_RECORDED INFORMATION_.
━━━━━━━━━━━━━━━━━━━━

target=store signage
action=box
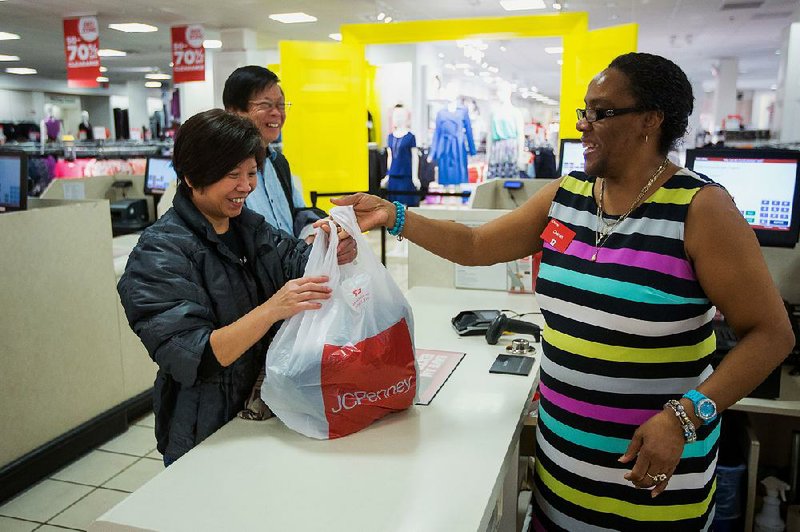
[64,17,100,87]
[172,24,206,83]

━━━━━━━━━━━━━━━━━━━━

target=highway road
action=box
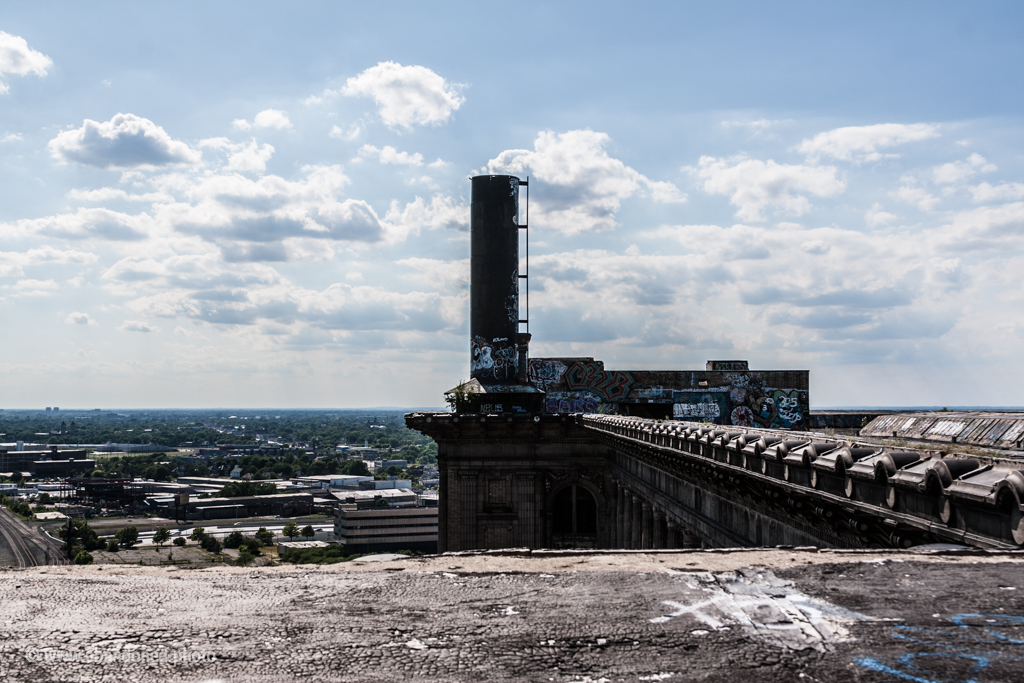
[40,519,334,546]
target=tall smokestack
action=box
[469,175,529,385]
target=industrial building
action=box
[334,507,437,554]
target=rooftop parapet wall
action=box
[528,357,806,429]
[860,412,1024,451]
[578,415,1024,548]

━━━━━━━━━━━━━━━━━━━━

_BRIEF_.
Rewrite the listing lines between the line holding "target=highway road" and the line holding "[578,415,1024,548]", inclusive, and keep every line other than the coordinate lines unchanged. In each bounding-box coordinate line, multiply every number by 1.85 and round to the nearest whole number, with halves rounded up, and leave the pictures out of your reply.

_ANSWER TO THE TASK_.
target=highway road
action=box
[74,960,618,1010]
target=tall smokestack
action=box
[868,324,979,712]
target=industrial building
action=box
[618,938,808,1025]
target=rooftop parapet wall
action=box
[977,660,1491,794]
[1591,762,1894,834]
[1069,768,1894,1014]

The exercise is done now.